*Data shown*.
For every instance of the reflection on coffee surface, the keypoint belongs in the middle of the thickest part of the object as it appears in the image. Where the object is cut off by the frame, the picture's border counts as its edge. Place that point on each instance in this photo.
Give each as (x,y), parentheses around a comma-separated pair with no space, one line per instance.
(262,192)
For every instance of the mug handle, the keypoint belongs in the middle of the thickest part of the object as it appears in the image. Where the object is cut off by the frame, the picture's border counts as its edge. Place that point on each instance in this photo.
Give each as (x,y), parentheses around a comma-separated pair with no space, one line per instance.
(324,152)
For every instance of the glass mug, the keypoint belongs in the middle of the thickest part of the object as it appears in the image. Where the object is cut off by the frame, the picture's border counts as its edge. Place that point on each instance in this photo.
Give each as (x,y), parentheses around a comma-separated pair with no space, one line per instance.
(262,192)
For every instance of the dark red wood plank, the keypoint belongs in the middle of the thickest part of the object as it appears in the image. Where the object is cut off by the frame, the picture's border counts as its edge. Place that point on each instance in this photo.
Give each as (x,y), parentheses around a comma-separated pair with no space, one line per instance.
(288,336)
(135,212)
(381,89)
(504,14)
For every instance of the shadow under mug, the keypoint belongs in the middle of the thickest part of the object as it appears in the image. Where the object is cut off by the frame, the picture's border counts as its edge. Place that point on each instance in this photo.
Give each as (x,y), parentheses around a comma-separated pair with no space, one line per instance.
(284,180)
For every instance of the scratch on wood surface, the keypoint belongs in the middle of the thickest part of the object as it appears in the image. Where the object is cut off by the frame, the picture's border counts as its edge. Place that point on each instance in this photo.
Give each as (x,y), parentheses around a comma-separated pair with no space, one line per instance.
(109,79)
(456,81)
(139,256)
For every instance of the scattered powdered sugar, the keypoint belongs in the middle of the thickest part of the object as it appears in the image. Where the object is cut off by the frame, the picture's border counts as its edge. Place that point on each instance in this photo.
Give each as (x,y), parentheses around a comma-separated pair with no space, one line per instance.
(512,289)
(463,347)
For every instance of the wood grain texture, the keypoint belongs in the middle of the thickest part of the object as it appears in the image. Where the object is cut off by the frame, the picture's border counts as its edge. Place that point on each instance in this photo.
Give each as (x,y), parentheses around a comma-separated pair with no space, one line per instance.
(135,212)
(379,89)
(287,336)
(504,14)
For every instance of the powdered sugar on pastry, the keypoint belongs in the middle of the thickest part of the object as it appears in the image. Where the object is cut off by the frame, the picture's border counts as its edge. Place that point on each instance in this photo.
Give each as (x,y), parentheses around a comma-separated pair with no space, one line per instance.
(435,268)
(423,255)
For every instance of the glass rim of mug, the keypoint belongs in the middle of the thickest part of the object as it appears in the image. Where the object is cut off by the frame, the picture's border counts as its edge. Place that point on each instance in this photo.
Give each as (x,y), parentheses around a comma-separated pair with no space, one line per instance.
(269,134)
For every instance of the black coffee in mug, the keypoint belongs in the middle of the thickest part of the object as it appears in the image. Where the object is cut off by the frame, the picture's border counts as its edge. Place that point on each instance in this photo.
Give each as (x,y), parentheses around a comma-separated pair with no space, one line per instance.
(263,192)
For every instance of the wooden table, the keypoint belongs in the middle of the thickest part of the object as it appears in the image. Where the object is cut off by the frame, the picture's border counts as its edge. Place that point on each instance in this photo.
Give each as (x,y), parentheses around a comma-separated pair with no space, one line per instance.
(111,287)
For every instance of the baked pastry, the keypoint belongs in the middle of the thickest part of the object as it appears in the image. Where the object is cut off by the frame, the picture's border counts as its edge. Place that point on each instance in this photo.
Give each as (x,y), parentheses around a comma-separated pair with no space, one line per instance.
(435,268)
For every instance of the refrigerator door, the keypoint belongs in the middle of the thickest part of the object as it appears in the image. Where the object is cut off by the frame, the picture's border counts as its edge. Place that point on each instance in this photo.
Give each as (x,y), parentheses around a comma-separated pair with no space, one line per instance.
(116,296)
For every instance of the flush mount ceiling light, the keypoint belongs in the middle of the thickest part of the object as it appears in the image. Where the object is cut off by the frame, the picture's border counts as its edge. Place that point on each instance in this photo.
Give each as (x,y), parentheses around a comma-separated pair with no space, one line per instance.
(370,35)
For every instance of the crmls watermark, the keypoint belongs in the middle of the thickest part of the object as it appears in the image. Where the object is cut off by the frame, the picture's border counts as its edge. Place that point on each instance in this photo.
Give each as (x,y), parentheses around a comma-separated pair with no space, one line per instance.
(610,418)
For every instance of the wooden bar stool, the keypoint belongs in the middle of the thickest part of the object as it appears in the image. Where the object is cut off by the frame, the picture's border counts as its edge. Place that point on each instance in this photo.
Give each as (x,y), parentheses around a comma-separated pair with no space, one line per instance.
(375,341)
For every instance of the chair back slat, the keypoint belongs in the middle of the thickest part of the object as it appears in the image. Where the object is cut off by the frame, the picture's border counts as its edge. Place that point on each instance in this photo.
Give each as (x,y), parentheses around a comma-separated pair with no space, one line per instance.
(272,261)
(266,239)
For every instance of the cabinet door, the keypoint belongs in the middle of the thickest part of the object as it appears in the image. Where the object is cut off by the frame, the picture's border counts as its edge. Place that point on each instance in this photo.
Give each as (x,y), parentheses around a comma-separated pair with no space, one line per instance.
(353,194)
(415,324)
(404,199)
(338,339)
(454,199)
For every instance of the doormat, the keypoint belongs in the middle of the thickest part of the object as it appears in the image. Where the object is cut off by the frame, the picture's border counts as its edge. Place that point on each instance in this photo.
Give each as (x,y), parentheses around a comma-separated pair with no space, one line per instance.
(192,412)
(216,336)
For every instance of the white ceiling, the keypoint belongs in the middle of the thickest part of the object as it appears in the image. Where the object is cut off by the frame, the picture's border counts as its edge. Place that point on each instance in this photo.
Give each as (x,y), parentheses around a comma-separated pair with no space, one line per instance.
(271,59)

*About this exercise*. Transcribe the data above verbatim.

*Expected answer*.
For every instance of the reflection on coffee surface, the keypoint belongs in the middle of the thickest part of the object as it appears in the image. Where the object is cut off by the frame, the picture's border counts as its edge. Place that point on each instance in this photo.
Give each as (x,y), parentheses around a comma-separated pair with no space, one line per instance.
(262,192)
For every instance of the mug handle, the keypoint belongs in the middle of the thickest part of the object as it appears in the image. Where the object is cut off by the frame, the picture's border counts as its edge. Place that point on each instance in this photo.
Give each as (x,y), parentheses around a comma-separated pair with no space, one line per instance.
(324,152)
For every instance of the glass mug, the keypoint belongs in the middle of the thickest part of the object as it appears in the image. Where the object is cut off by the frame, the picture's border counts as its edge. Place that point on each instance in this photo.
Give each as (x,y), parentheses around a comma-separated pair with no space, one line per instance.
(262,192)
For every instance of the dark red wood plank, the keypoint belongs in the middle of the thickest part of the object as it appears in the image. Where the object is cut off by the frame, the picture's border counts as its edge. Place that point on each instance in this photo.
Give each as (x,y), parentheses around a comma-separated pair with no space, one line per instance.
(288,336)
(135,212)
(381,89)
(504,14)
For every instance of the shadow under mug, the keypoint belongs in the middle of the thickest part of the object as it appears in the image. Where the object is cut off by the frame, the picture's border counts as its edge. Place that point on each instance in this photo.
Give each as (x,y), parentheses around a comma-separated pair with no space, one line per instance.
(284,180)
For every instance of the scratch on wood surface, the keypoint belongs in the middle of the thickest part of the object as it appears in the image. Where the object is cut off by the frame, the picture's border counts as its edge. Place that point on each instance in this photo.
Give each as (x,y), parentheses around a comma-separated pair with no space, one line per instance.
(109,79)
(456,81)
(139,256)
For every instance of the scattered powdered sugar, the keypoint belongs in the middle of the thickest part of the object as it appears in the image. Where the object is cut off by the frame, the picture's border counts as its edge. Place that point on each instance in this photo.
Give each as (x,y), parentheses around a comma-separated pair with no space, one line per instance.
(512,289)
(463,347)
For every instance of the wood grain texture, the keypoint belongs in the middle of the thickest part of the object as it appears in the image. Where the object is cut off by the frame, the picture's border counts as its edge. Place that point on each instance in this photo.
Give each as (x,y), parentheses around a comma-separated pair with no space, one line per instance.
(135,212)
(379,89)
(287,336)
(504,14)
For every instance of the powdered sugar on pastry, the keypoint belongs in the middle of the thickest part of the object as it appears in the image. Where the object is cut off by the frame, the picture's border counts as its edge. Place that point on each instance in this photo.
Give each as (x,y), parentheses around a comma-separated pair with no space, one line per instance.
(435,268)
(423,255)
For every instance of the glass rim of mug, the keypoint belongs in the middle of the thickest part of the object as it appears in the image. Where the object is cut off by the frame, the picture's border counts as its edge. Place that point on each instance in this photo.
Give each as (x,y), parentheses around a comma-separated pair with no space, one line per instance.
(269,134)
For every instance of the black coffee in mug, the keypoint belongs in the middle of the thickest part of the object as it appears in the image. Where the object is cut off by the frame, the picture's border counts as its edge. Place that point on each instance in this photo.
Give each as (x,y), parentheses around a comma-separated pair with no space, one line per instance.
(263,192)
For every instance of the wooden table, the keypoint belongs in the middle of the thickest part of the object as it appears in the image. Where the object is cut off by the frame, the picture's border counts as its edge. Place that point on each instance in this photo.
Give each as (x,y), parentheses around a comma-separated pair with no space, one line per instance.
(111,287)
For every instance of the baked pastry, the keypoint belongs in the middle of the thickest part of the object as it appears in the image. Where the object is cut off by the frame, the picture's border counts as its edge. Place that point on each instance in this photo.
Give each as (x,y), parentheses around a comma-separated pair with no space, one line per instance.
(435,268)
For every instance of the refrigerator door, the keypoint belongs in the middle of the thickest part of the object as it appears in the image. Where the object is cut off by the frame, the picture's border counts as its edge. Place that point on each instance in this photo.
Give each as (x,y), parentheses around a comma-separated pair with no space, one line per instance.
(116,296)
For every instance of the flush mount ceiling light, the keypoint belongs in the middle of the thickest part of the object as it appears in the image. Where the object is cut off by the frame, the picture's border counts as its edge. Place that point on each instance in this photo.
Give each as (x,y), parentheses around a comma-separated pair with no space, one line per instance.
(370,35)
For every instance of the crmls watermark, the keypoint belongs in the middle of the thickest part of the object as it appears in the image. Where the object is cut off by the frame, the picture's border counts as its edge. Place that point on each instance in this photo.
Give each as (x,y), parentheses around a comma-separated pair with no space, one line per instance.
(610,418)
For every instance of the wooden bar stool, the keypoint belongs in the middle of the thickest part of the object as it appears in the image. Where the object is cut off by the frame, the picture's border counts as its edge. Place that point on each instance in this photo.
Give each as (x,y), parentheses around a comma-separated pair with no space, one line per instance.
(375,341)
For every instance of the chair back slat, the keypoint belongs in the middle of the thickest part of the object as it appears in the image. Where the object is cut off by the frame, the picture's border counts as its edge. Place that point on each instance in this photo.
Give each as (x,y), parentheses around a comma-separated pair with no space, one line per instance.
(272,261)
(266,239)
For every instance of the cabinet door, the keypoint belongs in the middle of the thickest part of the object as it appears in the image. Where the object is cut off by the frame, the picture's border counts as its edge. Place that point on each instance in this photo.
Give each as (x,y), parentheses around a comma-separated pair with no space, one line per instance.
(353,194)
(415,324)
(404,199)
(338,339)
(454,199)
For every instance of the doormat, the keypoint belongs in the middle of the thickest part of the object as it appears in the image. Where the object is cut off by the frame, the picture's border counts as its edge. Place that point on each instance in this photo.
Give each as (x,y), parentheses around a comma-separated pair with no space, one line per instance.
(192,412)
(216,336)
For every instance of the white ceiling, the keypoint belongs in the middle of the thickest part of the object as it appears in the image. Where the object is cut off by the frame, the picture's border counts as its edge. Place that point on each instance in this photo.
Give each as (x,y), parentheses around a comma-separated pair with no space, one line per instance.
(271,59)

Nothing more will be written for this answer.